Locations with no good Internet (was ISP in Johannesburg)

Warren Bailey wbailey at gci.com
Tue Mar 2 00:19:38 UTC 2010


How do you think we feel in Alaska. Until mid last year, most cellular
BTS were backhauled via DS1. Only Within the last 12 months have we
(insert obligatory "I work for a GSM and CDMA cellular provider serving
most of Alaska") even migrated from Local copper to fiber or air
interfaces (ds1/ds3 microwave). 

I've always been curious as to why the people who aren't being served
with "broadband" type of services haven't made a larger fuss about this.
The idea of running a copper pair to a home should have died long ago,
IMHO. As an RF Engineer, I see everyone turning to fiber and dry loops
when it's just not necessary or even cost effective. Put up the
*LICENSED* loop and call it a day.. Or a 5.8 RAD shot when you feel like
rolling the deice. Either way, cellular isn't the drop dead answer to
solving a sparsely covered area.

About 95% of my state is not covered by cellular, but we've had no
problems deploying the largest cellular (rural obviously) provider in
the United States - just look up. It's not as expensive as you would
think. 


//warren

Warren Bailey
GCI Communication Corp.
RF Network Engineering
907.868.5911 office
907.903.5410 mobile
 

-----Original Message-----
From: Daniel Senie [mailto:dts at senie.com] 
Sent: Friday, February 26, 2010 3:21 PM
To: NANOG list
Subject: Re: Locations with no good Internet (was ISP in Johannesburg)

Hopefully someone will bother to cover the rural areas with cell service
eventually.

Much of western Massachusetts (by which I mean the Berkshires, more than
I mean the Pioneer Valley) is not covered by cell service. Where there
is cell service, most cell sites have only minimal data speeds. Vermont
is far worse, as is much of Maine. If there were 3G cellular, it'd be a
big step up. But I expect the inner cities will all be running LTE for
years before more rural areas even get voice service.

On Feb 26, 2010, at 6:04 PM, Haney, Wilson wrote:

> As we all know it's expensive building out any landline network. Rural
areas just get over looked.

## Rows:
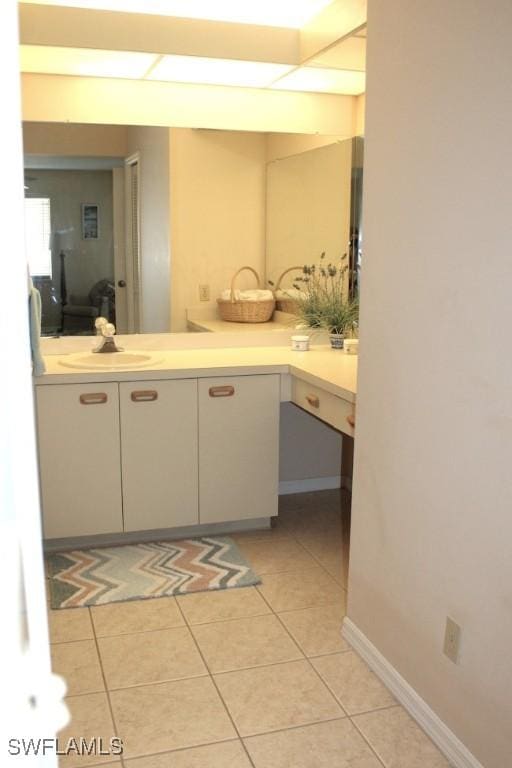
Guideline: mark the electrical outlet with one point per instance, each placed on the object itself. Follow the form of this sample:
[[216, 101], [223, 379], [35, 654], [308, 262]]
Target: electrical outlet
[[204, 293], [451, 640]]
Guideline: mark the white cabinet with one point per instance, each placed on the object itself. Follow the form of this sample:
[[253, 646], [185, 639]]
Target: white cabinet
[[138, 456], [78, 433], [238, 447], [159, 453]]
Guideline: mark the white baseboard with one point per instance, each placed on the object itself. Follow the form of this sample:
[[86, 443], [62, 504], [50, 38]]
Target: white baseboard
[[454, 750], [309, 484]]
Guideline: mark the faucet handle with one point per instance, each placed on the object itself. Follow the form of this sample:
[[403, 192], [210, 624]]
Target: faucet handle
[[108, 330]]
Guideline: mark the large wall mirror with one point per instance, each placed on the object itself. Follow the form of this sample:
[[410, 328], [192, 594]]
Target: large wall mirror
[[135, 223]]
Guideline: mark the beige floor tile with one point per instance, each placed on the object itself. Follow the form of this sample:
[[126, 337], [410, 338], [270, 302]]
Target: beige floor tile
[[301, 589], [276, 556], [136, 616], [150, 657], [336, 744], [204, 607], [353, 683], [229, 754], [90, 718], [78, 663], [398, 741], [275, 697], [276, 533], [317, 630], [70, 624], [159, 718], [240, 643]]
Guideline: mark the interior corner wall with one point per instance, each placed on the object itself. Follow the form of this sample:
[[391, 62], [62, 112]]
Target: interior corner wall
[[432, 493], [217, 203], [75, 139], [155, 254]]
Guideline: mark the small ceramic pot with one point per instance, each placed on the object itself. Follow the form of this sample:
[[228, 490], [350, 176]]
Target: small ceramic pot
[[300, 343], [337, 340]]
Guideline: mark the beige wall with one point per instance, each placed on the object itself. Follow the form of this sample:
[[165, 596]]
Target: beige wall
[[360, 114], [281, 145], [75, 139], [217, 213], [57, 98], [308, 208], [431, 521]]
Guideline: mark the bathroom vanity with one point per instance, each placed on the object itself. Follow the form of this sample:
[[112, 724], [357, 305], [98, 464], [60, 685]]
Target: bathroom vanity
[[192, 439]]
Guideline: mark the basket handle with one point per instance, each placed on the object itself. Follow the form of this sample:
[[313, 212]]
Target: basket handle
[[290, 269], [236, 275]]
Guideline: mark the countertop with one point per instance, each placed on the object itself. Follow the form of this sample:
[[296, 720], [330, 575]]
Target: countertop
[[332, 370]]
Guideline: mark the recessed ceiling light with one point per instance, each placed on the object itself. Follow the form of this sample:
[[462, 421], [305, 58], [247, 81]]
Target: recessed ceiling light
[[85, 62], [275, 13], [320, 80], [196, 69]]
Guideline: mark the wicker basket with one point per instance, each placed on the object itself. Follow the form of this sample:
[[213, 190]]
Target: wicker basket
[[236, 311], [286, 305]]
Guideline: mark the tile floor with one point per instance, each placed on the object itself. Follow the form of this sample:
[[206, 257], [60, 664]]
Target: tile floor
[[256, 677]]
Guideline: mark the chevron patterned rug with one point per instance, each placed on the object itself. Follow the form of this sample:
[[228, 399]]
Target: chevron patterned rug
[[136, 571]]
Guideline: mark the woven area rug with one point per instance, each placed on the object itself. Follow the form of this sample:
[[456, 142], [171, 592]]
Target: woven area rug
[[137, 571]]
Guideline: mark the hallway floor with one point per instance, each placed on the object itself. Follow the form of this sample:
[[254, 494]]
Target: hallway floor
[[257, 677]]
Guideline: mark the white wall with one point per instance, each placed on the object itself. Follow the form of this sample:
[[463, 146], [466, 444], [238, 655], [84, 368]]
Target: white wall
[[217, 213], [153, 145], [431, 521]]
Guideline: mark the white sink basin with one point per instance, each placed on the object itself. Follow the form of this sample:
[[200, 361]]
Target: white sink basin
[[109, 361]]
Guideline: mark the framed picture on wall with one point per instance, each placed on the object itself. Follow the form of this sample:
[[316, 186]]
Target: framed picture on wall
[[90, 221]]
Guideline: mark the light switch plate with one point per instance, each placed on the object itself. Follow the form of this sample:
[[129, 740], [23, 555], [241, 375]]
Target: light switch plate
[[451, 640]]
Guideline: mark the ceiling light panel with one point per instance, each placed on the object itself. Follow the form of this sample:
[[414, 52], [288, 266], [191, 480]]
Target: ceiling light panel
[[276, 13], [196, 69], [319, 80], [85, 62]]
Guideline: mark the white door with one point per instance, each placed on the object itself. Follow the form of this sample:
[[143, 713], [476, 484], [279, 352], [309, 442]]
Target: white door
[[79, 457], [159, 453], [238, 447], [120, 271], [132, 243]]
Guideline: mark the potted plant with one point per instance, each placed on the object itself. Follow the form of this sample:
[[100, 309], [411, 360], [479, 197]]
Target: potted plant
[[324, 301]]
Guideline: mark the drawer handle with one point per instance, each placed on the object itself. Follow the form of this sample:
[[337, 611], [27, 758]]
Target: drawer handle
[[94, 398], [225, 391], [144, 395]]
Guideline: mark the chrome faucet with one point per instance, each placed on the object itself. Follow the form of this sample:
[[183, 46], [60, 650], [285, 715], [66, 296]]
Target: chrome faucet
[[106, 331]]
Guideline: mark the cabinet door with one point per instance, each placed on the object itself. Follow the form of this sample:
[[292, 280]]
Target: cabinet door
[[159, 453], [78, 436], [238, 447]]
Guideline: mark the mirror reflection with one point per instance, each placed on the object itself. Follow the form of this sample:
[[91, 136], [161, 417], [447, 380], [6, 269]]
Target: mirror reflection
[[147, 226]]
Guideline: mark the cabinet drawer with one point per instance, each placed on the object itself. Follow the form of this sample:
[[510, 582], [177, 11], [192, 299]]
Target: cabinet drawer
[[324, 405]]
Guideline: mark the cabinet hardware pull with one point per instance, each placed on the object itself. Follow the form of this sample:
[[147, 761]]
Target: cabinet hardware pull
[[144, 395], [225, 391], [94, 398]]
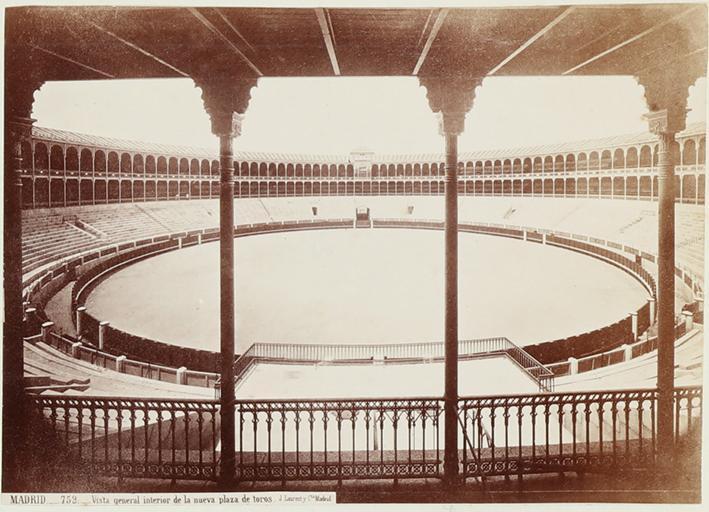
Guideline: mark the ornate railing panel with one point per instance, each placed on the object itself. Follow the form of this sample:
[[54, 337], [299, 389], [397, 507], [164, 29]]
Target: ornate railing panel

--

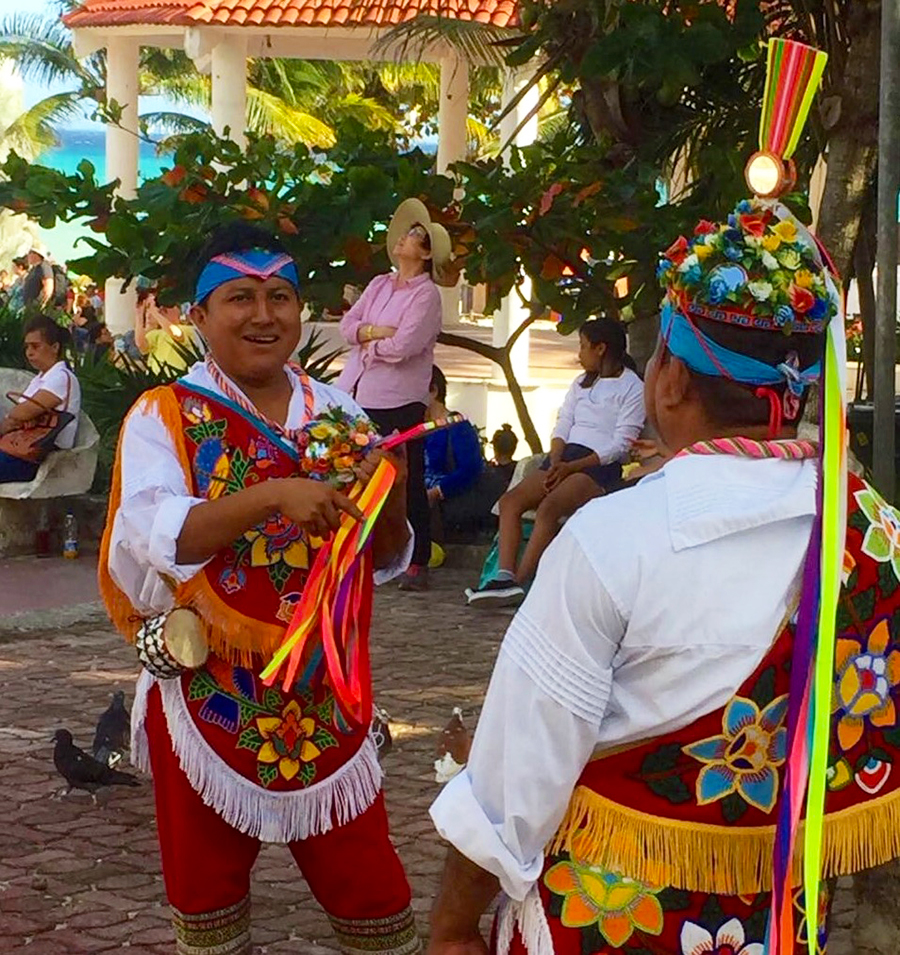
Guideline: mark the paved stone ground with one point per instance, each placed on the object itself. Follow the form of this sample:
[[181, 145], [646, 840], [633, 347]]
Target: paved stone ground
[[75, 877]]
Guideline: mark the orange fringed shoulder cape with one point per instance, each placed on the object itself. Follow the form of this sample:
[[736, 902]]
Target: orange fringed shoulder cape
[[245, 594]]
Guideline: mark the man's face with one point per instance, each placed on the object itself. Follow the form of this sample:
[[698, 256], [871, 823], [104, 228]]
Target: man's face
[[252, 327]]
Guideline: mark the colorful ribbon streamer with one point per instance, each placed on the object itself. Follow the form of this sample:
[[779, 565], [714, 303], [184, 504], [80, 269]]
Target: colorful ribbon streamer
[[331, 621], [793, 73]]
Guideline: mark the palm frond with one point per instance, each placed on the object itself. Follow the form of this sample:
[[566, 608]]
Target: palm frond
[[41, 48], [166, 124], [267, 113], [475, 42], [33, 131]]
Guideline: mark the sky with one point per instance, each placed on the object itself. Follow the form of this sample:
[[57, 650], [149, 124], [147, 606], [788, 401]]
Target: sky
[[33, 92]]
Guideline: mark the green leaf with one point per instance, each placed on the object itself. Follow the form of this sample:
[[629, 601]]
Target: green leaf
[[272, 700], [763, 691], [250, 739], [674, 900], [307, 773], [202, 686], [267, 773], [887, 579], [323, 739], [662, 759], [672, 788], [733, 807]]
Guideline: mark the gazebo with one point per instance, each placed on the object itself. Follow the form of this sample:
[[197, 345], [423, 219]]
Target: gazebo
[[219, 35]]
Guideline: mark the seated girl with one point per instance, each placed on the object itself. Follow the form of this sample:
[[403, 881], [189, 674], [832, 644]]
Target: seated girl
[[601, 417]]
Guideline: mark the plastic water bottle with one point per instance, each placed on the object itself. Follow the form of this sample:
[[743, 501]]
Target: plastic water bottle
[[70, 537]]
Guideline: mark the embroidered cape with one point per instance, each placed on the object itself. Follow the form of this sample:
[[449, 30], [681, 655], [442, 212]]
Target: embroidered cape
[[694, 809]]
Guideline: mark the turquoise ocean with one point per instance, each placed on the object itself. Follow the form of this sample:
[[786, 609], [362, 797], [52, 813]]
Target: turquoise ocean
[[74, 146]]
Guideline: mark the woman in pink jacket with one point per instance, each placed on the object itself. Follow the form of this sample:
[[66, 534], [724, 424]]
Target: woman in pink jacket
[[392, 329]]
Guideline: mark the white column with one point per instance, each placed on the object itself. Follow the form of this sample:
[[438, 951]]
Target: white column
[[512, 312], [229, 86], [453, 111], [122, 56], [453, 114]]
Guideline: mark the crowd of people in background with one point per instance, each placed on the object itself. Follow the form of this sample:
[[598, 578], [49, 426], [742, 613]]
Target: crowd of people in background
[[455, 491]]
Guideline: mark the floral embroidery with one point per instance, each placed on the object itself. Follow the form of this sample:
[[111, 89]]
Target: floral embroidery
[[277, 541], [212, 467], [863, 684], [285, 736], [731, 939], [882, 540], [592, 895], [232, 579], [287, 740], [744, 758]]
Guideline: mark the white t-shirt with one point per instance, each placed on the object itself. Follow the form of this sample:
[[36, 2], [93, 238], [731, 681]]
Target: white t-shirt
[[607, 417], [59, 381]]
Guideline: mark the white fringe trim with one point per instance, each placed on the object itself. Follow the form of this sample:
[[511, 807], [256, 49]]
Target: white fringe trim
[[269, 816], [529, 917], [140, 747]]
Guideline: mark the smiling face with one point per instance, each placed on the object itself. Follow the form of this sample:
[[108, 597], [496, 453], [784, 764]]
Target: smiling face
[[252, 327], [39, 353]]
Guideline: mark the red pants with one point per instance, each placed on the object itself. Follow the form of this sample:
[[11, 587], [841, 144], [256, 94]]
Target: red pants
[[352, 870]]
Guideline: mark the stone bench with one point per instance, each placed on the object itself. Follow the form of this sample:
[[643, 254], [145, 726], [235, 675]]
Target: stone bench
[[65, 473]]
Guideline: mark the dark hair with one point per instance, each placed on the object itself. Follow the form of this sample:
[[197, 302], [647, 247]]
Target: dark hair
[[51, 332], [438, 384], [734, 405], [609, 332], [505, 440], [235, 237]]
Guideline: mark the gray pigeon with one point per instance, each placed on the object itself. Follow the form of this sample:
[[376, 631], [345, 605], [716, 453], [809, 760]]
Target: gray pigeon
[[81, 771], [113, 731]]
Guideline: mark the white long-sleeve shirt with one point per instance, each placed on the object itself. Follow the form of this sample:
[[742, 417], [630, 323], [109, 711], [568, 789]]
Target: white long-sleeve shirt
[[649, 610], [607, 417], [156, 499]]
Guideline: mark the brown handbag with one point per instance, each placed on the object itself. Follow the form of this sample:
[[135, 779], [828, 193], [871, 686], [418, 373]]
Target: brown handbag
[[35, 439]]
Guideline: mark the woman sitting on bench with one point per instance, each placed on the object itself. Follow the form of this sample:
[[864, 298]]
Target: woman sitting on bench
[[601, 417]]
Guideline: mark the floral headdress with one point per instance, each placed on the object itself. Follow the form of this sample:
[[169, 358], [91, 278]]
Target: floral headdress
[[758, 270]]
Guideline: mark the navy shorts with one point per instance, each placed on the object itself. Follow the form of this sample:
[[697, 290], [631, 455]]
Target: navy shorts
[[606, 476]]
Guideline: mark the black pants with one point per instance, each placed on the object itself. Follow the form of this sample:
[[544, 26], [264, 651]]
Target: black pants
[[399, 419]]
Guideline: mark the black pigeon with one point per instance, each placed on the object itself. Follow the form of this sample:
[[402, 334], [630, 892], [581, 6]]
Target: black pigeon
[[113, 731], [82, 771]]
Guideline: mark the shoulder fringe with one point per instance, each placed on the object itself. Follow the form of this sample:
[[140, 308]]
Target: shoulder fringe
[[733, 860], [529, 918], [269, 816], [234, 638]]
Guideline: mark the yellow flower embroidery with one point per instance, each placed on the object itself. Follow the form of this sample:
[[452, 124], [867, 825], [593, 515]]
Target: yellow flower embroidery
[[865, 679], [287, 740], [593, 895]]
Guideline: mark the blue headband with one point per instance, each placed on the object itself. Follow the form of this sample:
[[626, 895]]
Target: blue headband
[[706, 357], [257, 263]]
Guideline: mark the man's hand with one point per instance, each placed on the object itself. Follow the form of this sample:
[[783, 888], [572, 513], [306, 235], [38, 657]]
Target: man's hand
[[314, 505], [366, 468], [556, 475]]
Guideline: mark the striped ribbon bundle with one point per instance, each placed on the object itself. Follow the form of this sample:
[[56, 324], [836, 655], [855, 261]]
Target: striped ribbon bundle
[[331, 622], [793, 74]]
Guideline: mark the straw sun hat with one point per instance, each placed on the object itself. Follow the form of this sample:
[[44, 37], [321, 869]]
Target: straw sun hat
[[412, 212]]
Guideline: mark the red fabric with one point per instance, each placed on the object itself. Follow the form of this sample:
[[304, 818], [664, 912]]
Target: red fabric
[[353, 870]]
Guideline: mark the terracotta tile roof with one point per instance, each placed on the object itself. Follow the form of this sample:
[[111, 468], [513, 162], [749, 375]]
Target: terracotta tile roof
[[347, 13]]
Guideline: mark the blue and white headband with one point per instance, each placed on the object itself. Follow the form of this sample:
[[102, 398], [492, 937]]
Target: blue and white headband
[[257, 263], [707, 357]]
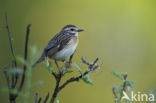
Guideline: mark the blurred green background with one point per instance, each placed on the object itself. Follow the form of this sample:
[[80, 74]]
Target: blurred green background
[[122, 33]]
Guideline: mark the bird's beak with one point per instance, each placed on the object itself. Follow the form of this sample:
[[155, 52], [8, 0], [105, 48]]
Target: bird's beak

## Tasks to carry out:
1. From the rural coverage post, output the passage from "RF Network Engineering" up to and including "eventually.".
2. Which U.S. states are named in the rural coverage post? List each one.
The material after the rural coverage post is separate from it.

## Responses:
1.
RF Network Engineering
907.868.5911 office
907.903.5410 mobile
 

-----Original Message-----
From: Daniel Senie [mailto:dts at senie.com] 
Sent: Friday, February 26, 2010 3:21 PM
To: NANOG list
Subject: Re: Locations with no good Internet (was ISP in Johannesburg)

Hopefully someone will bother to cover the rural areas with cell service
eventually.

2.
Alaska
Massachusetts
Vermont
Maine